Voices call back to one another throughout Ashley Farmer’s Beside Myself—the breaks between stories sometimes function like key changes, encouraging readers to receive the book’s motifs in different ways. The effect is a kind of music of stasis, transcribed through Farmer’s prose—a collection of speakers who look forward or look back or consider their lack of progress, and who, when read together, leave readers with something symphonic.
Beside Myself includes both flash-fiction-style pieces and slightly longer works, all of which reflect Farmer’s background as a poet and have the charge of work written in unfamiliar territory. We spoke by phone recently about the book’s assembly of voices.
***
The Rumpus: The stories throughout Beside Myself use details judiciously—enough to establish a tone or a sense of place but often without explicitly establishing setting, or giving readers more than they need. For you as a writer, is this a matter of instinct? Or do you find yourself making hard choices as you revise a story?
Ashley Farmer: For me, a lot of what I was considering had more to do with images, and how those images related to a certain place. So I didn’t think so much in terms of making conscious choices, but more revisiting some of the same locations from my childhood, places like that—still very vivid, alive; places that relate to one another. And as long as I was writing with that in mind, I felt like I was able to stay in the same territory in terms of setting and tone.
Rumpus: In terms of setting, how much do you yourself typically know, as opposed to what you ultimately give the reader? With respect to those locations from your childhood, for instance—are these places that you think of as one degree removed from where a specific story takes place?
Farmer: Yeah, I think that when I wrote a lot of the pieces, there were certain geographies that would come to mind from places I’d lived in the past, and so it felt really clear to me what some of those places looked like: certain woods; certain rivers; certain places in Kentucky, certain bridges; certain landmarks, they were really present in my mind. How much those come across on the page, I’m not really sure. But I also didn’t worry too much about that. I felt like, as long as the world was fully realized to me… Trusting that some of the world would be communicated to the reader, even if they’re only seeing just the edge of that world, one little corner of it.
Rumpus: What qualities in a location are conducive to good storytelling? Or lend themselves to a story’s jumping-off point?
Farmer: In my own work, I’ve been interested in writing about places that have held some mystery or that, even as an adult, I still feel curious about. A lot of those are natural places. I grew up with woods behind our house, and I lived for a while in the desert, where there were things like wild horses and mines that were still active. Even as an adult, things like that still kind of fill me with wonder. A lot of the other work I like to read has that too—someone like Richard Brautigan has that, of course; the mysterious aspects of nature. Looking at settings through that lens is something that excites me.

> The task:
In the interview about Beside Myself, which writer does Farmer cite as capturing the mysterious aspects of nature?

> Extracted data:
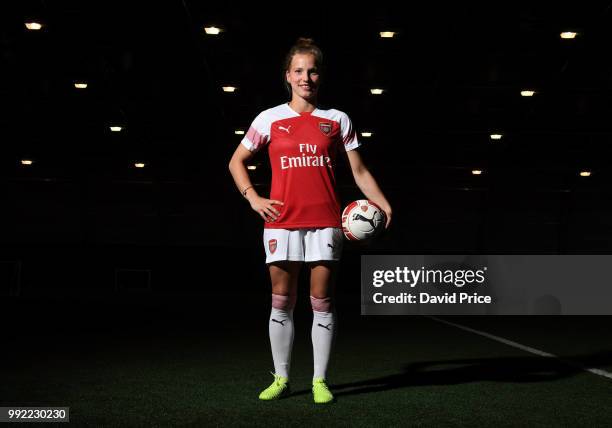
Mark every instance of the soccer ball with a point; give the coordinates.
(362, 220)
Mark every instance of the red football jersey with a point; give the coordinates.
(303, 149)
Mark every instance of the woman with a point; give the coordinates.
(302, 216)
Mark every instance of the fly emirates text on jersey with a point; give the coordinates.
(308, 157)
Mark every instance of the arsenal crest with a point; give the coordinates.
(325, 128)
(272, 245)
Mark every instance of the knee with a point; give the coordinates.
(284, 303)
(321, 305)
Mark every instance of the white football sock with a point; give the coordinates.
(323, 326)
(281, 339)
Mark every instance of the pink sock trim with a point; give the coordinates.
(320, 305)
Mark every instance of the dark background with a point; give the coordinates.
(83, 220)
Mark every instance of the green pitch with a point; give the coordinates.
(171, 364)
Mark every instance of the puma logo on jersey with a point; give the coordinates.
(326, 327)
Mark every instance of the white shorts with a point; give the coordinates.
(303, 245)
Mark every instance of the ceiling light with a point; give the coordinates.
(33, 25)
(213, 31)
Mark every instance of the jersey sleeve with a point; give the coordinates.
(258, 134)
(349, 136)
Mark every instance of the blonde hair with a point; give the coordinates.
(303, 45)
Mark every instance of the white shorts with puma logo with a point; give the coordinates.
(303, 245)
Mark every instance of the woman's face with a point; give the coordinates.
(303, 76)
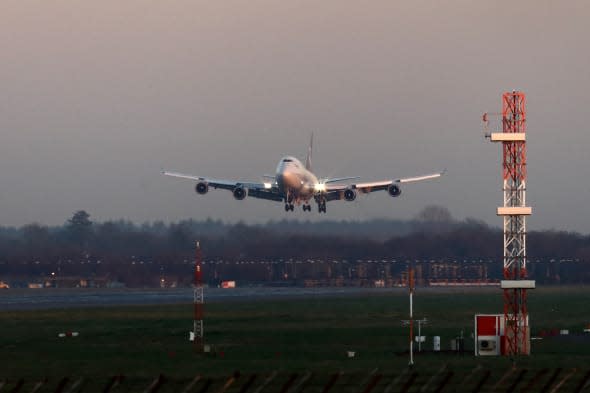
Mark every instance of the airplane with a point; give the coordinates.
(295, 184)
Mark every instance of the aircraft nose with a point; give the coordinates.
(288, 180)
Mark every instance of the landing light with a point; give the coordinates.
(320, 187)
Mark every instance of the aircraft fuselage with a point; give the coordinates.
(295, 182)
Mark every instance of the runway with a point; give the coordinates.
(52, 298)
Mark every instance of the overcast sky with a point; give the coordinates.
(97, 96)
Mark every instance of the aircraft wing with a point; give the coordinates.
(267, 191)
(336, 191)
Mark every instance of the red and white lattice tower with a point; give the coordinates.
(514, 213)
(199, 301)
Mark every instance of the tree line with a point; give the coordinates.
(431, 234)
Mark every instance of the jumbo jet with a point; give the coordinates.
(294, 184)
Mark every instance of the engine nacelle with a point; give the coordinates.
(202, 188)
(349, 195)
(394, 190)
(240, 193)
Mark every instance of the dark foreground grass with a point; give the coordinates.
(288, 335)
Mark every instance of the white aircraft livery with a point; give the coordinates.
(294, 184)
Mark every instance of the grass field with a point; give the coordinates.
(311, 334)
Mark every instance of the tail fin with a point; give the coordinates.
(309, 152)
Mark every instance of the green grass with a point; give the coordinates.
(288, 335)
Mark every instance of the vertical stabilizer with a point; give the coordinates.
(309, 151)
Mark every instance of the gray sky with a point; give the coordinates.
(97, 97)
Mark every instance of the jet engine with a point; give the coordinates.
(349, 195)
(202, 188)
(394, 190)
(240, 193)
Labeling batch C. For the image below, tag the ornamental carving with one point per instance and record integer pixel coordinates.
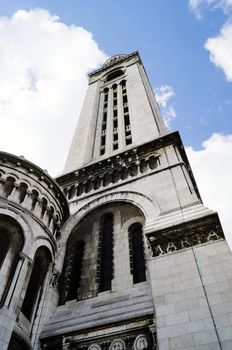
(117, 344)
(94, 346)
(140, 342)
(185, 236)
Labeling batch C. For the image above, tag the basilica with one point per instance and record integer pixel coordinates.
(119, 252)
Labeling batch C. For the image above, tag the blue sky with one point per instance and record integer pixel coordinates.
(48, 47)
(170, 40)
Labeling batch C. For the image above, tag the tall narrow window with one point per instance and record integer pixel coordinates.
(127, 126)
(75, 269)
(34, 289)
(115, 117)
(4, 238)
(106, 252)
(137, 253)
(104, 122)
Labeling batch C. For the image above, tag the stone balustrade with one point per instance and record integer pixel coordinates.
(33, 189)
(120, 168)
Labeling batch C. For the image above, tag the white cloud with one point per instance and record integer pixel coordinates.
(198, 6)
(163, 95)
(220, 48)
(212, 168)
(43, 66)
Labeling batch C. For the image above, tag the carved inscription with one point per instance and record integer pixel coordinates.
(171, 242)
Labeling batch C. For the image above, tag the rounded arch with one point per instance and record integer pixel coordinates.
(149, 208)
(33, 294)
(19, 220)
(12, 242)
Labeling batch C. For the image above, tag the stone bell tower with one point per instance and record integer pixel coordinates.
(143, 264)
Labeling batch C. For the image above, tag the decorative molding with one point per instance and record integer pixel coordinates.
(186, 235)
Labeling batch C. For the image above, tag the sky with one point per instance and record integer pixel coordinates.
(47, 47)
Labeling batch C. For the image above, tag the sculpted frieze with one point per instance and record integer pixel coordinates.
(171, 241)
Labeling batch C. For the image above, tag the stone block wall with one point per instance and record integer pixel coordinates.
(192, 293)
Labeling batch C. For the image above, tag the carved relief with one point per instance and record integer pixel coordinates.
(94, 347)
(183, 237)
(140, 342)
(134, 163)
(117, 344)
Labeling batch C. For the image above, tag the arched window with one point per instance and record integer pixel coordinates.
(106, 252)
(5, 242)
(72, 271)
(11, 243)
(75, 268)
(34, 289)
(114, 74)
(137, 253)
(16, 343)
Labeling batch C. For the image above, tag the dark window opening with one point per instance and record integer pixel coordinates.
(115, 123)
(9, 185)
(104, 117)
(74, 269)
(123, 83)
(114, 74)
(102, 151)
(127, 120)
(115, 137)
(4, 246)
(124, 98)
(34, 288)
(106, 252)
(103, 140)
(17, 343)
(137, 253)
(126, 110)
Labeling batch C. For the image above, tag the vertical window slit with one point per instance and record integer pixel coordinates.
(137, 260)
(106, 252)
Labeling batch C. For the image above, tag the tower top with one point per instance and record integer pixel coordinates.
(113, 61)
(119, 112)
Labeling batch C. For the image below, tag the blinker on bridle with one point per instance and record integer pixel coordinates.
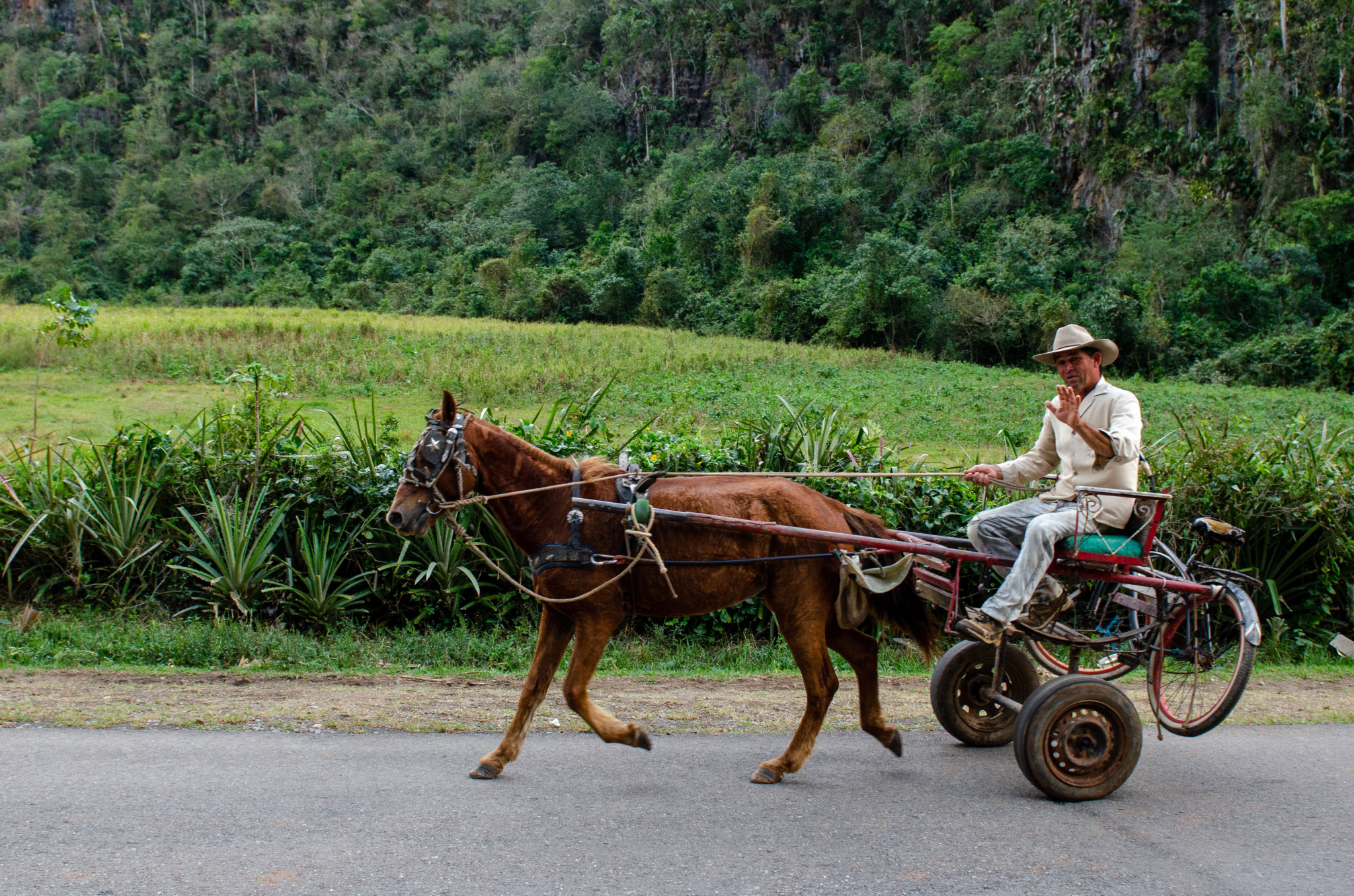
(440, 444)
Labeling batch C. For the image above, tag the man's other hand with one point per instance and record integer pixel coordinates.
(983, 474)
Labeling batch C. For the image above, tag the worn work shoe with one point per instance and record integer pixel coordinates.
(1045, 612)
(980, 627)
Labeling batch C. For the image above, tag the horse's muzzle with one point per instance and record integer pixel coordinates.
(409, 523)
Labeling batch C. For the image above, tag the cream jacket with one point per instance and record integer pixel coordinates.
(1109, 409)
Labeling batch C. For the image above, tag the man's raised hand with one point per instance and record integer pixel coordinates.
(1067, 406)
(983, 474)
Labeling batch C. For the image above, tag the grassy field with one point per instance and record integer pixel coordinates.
(159, 365)
(110, 640)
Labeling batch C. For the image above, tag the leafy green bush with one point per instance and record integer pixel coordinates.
(309, 548)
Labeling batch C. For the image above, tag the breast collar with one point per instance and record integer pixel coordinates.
(440, 444)
(554, 554)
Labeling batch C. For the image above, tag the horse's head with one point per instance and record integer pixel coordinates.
(438, 470)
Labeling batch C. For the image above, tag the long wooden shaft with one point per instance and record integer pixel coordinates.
(794, 531)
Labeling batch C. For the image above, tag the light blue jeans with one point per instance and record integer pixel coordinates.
(1027, 533)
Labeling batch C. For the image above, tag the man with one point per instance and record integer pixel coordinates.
(1093, 436)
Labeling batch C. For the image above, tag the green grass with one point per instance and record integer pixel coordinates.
(100, 640)
(156, 365)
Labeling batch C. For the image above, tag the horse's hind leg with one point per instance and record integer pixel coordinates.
(861, 653)
(551, 642)
(803, 635)
(589, 643)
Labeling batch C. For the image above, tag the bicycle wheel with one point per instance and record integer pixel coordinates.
(1093, 616)
(1201, 663)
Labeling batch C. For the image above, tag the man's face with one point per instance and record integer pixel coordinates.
(1078, 369)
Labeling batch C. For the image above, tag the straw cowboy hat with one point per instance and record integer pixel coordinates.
(1073, 338)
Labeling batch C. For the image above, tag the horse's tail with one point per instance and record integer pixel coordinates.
(902, 609)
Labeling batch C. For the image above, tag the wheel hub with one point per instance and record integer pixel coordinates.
(980, 711)
(1084, 746)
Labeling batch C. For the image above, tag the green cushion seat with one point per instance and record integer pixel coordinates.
(1116, 544)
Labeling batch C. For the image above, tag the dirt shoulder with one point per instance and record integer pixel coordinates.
(100, 698)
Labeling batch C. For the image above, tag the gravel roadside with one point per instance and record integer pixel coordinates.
(243, 700)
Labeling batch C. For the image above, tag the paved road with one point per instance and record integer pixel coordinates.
(1244, 809)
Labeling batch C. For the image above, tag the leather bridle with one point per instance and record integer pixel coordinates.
(442, 444)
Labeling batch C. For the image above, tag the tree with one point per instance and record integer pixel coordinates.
(67, 328)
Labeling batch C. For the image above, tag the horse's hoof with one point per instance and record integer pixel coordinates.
(767, 776)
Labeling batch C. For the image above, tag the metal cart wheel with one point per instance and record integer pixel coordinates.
(956, 687)
(1078, 738)
(1201, 663)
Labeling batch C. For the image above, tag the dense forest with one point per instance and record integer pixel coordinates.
(949, 176)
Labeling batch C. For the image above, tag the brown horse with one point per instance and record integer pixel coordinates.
(459, 454)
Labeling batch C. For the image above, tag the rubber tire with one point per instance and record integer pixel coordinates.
(1224, 706)
(1019, 673)
(1046, 707)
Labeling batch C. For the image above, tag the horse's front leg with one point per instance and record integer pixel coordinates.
(551, 642)
(594, 631)
(861, 652)
(802, 624)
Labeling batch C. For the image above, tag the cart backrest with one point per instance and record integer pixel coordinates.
(1133, 546)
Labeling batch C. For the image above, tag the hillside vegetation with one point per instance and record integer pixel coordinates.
(163, 365)
(924, 175)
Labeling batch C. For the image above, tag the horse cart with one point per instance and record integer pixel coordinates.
(1189, 624)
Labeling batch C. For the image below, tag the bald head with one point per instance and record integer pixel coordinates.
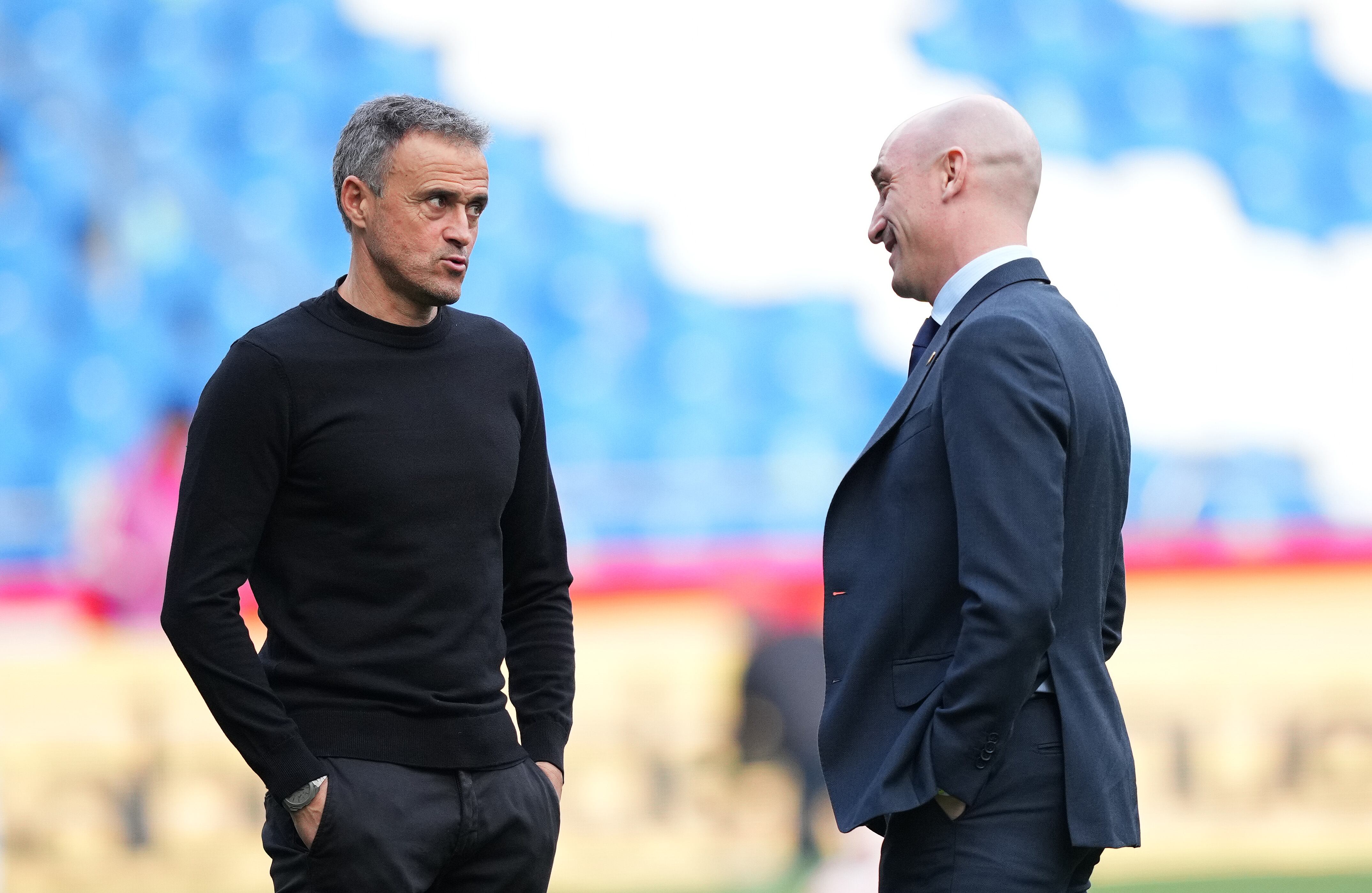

> Finished task:
Richard Brautigan